== PROBLEM ==
Rewrite the rows from the beginning up to and including the line that contains "column 82, row 231", changing every "Reviewer note" to "Annotator note" and leaving all else as it stands. Leave the pictures out of your answer.

== INPUT ==
################
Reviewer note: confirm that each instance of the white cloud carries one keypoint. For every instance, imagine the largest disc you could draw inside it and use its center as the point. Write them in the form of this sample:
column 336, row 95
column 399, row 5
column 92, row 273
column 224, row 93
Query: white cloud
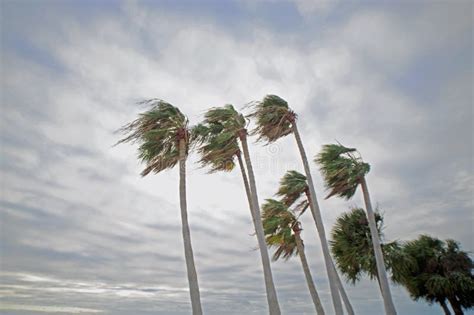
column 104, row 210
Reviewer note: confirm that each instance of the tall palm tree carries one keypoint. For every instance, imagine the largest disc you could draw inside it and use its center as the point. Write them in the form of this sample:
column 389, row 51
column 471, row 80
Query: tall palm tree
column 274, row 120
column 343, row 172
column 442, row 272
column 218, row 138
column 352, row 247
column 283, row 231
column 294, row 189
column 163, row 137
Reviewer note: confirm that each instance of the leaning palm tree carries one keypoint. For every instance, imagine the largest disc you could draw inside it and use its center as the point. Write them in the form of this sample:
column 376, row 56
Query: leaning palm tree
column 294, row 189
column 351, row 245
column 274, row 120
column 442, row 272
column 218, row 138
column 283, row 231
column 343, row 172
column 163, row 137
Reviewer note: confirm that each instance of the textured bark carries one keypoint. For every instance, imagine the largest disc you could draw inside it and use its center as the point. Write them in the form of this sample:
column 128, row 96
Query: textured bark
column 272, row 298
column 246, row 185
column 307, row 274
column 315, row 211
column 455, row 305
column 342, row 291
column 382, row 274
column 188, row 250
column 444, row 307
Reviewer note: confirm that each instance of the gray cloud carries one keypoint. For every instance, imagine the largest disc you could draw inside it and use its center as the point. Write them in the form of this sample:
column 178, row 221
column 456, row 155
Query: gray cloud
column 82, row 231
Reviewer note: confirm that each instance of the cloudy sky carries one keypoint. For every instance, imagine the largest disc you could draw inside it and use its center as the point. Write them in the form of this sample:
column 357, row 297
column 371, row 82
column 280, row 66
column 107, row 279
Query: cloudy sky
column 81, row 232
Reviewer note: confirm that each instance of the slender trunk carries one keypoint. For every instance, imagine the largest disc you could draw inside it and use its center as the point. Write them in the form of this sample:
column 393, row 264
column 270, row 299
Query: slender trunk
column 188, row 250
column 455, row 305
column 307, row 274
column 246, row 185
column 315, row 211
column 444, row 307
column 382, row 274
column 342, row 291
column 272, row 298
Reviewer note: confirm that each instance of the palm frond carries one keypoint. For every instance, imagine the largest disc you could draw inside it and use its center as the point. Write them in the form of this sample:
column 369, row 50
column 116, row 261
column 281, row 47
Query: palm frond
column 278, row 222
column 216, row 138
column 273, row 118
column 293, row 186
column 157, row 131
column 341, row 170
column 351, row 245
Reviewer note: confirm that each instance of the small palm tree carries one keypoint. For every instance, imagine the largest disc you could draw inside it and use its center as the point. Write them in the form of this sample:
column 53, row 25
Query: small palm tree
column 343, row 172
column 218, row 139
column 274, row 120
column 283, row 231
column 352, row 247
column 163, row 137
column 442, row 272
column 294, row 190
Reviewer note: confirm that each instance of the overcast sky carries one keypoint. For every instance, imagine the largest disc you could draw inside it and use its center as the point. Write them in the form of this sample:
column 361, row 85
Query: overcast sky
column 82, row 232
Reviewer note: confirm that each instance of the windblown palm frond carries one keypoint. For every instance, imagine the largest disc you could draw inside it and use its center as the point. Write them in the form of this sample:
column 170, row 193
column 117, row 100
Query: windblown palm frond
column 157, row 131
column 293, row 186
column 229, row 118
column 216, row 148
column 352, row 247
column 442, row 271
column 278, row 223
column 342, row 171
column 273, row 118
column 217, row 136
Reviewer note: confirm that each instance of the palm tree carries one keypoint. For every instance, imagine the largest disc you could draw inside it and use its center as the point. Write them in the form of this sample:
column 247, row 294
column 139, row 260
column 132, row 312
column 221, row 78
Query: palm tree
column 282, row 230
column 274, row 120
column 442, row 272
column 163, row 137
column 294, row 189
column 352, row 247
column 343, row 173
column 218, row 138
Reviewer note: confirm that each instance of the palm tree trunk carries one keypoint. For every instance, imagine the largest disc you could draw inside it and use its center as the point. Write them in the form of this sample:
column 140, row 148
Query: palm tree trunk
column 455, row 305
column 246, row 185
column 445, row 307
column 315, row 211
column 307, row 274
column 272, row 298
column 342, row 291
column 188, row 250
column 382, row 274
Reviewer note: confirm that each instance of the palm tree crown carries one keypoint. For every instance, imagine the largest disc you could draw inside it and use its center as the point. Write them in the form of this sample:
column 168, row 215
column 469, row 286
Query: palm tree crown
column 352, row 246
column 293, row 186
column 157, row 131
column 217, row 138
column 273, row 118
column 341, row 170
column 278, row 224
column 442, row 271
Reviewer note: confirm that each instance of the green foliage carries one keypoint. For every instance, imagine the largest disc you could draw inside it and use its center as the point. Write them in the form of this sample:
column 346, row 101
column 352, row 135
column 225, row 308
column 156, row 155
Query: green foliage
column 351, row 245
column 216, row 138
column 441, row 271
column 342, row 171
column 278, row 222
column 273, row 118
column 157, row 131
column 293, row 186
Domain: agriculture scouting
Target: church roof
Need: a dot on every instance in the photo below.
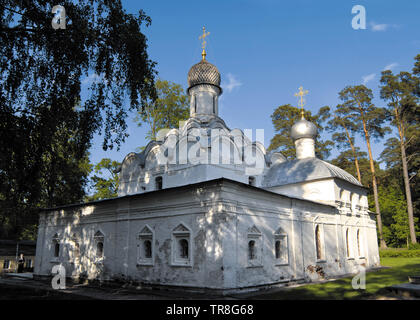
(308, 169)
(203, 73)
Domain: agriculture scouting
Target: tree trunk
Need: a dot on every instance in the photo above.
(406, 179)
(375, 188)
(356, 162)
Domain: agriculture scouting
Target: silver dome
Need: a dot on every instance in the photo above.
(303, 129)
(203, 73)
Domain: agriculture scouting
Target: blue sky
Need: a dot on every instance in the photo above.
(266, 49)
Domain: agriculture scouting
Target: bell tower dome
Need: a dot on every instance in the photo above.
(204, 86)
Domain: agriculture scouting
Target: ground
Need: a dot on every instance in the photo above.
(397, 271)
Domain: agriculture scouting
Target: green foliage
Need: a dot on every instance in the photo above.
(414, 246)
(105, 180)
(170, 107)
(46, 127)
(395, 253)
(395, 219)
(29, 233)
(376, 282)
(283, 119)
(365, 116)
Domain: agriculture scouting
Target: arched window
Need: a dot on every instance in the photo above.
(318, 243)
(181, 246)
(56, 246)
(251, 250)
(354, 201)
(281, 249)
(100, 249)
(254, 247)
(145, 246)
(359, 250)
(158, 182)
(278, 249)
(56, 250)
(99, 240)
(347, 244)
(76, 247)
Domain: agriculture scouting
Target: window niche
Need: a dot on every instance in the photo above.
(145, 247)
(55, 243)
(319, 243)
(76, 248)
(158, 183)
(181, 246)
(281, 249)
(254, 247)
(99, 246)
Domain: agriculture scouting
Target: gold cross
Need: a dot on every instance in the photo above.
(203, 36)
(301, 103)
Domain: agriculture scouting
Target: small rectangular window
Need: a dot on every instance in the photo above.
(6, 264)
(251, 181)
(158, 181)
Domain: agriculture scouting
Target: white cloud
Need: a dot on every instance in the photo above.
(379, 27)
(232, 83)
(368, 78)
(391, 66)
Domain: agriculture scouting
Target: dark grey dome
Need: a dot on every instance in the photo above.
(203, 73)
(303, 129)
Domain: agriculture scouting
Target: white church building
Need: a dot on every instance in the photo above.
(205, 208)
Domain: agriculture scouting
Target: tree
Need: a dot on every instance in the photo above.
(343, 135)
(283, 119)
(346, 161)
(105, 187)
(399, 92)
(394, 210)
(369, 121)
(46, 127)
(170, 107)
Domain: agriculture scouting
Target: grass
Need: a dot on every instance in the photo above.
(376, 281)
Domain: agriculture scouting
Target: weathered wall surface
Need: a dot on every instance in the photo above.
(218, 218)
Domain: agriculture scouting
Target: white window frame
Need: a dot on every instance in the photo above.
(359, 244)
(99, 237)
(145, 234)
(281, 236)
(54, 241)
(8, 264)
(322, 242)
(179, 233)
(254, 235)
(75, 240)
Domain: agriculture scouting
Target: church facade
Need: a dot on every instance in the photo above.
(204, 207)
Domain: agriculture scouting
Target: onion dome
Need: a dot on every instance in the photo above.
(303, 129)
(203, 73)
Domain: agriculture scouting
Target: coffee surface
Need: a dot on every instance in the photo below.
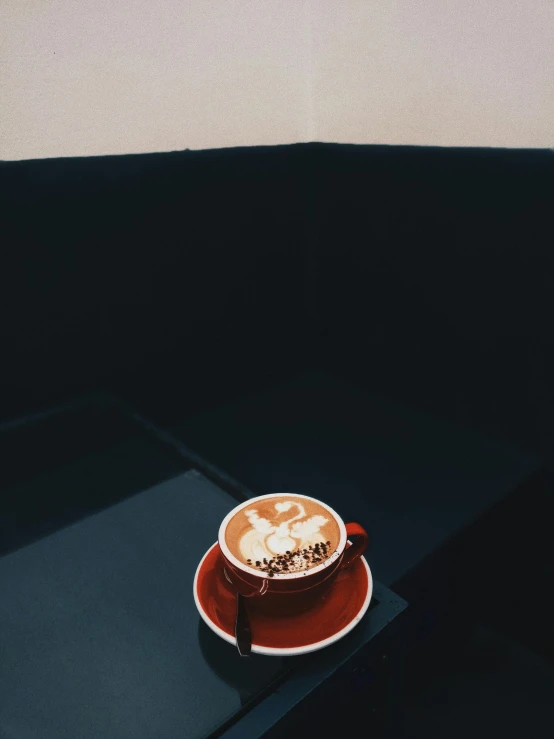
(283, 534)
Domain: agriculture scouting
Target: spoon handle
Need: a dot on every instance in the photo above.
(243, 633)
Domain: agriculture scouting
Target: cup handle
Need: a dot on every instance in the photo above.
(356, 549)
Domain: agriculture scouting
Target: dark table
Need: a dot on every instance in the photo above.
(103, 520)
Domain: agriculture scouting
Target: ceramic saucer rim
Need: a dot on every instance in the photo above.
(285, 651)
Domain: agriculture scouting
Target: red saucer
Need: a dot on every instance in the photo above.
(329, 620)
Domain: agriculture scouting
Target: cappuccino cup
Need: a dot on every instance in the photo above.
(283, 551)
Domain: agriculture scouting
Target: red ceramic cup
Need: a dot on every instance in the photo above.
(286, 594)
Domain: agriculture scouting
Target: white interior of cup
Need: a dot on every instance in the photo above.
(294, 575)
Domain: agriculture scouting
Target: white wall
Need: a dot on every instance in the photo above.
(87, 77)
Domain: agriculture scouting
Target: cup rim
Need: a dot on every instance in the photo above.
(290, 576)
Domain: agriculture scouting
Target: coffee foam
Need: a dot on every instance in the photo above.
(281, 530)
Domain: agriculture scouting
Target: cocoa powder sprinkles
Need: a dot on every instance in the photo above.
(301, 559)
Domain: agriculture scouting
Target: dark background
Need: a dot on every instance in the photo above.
################
== PROBLEM SOLUTION ==
Annotator note: confirm that each instance of the white cloud carries one keypoint. For every instance, imagine the largest disc you could draw inside it and use its center as the point. Write them in the form of this sample:
column 336, row 95
column 399, row 5
column 92, row 273
column 224, row 93
Query: white cloud
column 104, row 210
Annotator note: confirm that each instance of the tall palm tree carries one keypoint. For every instance, imagine the largest disc you could draw inside it and use its center as the point. Write them in the form of this sample:
column 389, row 51
column 471, row 80
Query: tall palm tree
column 274, row 120
column 343, row 172
column 442, row 272
column 218, row 138
column 352, row 247
column 283, row 231
column 294, row 189
column 163, row 137
Annotator note: confirm that each instance of the leaning palm tree carries one keypoint. For every instance, imagine the largest disc you could draw inside it and use its center as the point. Write them in the form of this sample:
column 376, row 56
Query: leaning palm tree
column 294, row 189
column 351, row 245
column 274, row 120
column 442, row 272
column 218, row 138
column 283, row 231
column 343, row 172
column 163, row 137
Annotator note: confirm that each instance of the textured bark carries one keypoint. For every instance, imagine the largest disc you could draw inside it and use its center as the point. Write them in the form of this sample:
column 128, row 96
Query: textured bark
column 272, row 298
column 246, row 185
column 307, row 274
column 315, row 211
column 455, row 305
column 342, row 291
column 382, row 274
column 188, row 250
column 444, row 307
Annotator note: confirm that each instance of the gray cloud carries one keypoint. For every instance, imagine the largest disc you could draw inside it and use its center as the point. Write them in the form of this sample:
column 178, row 221
column 456, row 155
Query: gray cloud
column 82, row 231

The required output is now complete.